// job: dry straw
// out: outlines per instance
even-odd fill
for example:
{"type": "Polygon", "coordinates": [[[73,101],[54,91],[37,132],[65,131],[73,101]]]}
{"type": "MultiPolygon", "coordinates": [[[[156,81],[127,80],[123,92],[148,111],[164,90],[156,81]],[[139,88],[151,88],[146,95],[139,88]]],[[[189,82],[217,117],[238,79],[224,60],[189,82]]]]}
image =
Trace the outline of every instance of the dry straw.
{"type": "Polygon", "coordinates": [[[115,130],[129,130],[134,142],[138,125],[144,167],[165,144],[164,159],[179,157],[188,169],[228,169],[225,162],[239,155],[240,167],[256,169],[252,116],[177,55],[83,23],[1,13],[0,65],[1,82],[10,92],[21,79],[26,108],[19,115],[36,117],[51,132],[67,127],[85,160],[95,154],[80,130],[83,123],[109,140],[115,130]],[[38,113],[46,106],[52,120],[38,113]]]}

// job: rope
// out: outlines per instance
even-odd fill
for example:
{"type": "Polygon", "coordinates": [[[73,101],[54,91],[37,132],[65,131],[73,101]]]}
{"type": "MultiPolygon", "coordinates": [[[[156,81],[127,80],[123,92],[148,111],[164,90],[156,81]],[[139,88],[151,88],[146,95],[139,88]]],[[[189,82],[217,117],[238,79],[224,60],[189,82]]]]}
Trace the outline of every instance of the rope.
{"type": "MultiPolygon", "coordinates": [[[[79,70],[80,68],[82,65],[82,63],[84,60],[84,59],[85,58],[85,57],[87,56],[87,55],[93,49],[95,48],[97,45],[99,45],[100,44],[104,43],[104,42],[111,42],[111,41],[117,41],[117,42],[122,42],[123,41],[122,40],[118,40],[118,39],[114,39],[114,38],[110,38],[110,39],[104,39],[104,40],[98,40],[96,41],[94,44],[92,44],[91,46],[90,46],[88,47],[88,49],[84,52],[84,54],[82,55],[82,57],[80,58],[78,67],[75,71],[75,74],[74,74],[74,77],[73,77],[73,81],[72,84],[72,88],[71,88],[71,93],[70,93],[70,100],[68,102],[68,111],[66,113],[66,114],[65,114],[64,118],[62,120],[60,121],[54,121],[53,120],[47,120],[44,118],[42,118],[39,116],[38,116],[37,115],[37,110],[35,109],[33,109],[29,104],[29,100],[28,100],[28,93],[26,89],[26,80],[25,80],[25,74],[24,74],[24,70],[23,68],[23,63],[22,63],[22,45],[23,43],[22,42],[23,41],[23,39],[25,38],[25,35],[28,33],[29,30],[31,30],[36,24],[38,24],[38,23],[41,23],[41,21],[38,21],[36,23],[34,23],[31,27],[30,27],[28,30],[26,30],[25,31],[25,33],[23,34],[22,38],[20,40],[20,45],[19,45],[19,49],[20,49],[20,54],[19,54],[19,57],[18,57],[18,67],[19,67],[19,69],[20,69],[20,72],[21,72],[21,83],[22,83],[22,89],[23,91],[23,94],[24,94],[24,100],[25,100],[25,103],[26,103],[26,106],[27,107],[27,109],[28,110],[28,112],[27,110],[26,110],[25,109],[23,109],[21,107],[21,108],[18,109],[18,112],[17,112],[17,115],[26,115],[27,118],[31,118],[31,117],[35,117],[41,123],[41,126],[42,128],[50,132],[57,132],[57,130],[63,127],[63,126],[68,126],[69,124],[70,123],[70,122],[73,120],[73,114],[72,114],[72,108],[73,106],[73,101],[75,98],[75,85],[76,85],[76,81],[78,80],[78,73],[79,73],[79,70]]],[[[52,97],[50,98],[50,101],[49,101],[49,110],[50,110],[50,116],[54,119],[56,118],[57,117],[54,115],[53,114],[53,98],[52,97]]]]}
====================
# Work to complete
Please count the lines above that contain the string "instance", treating uppercase and lowercase as different, and reply with the number alone.

# Exercise result
4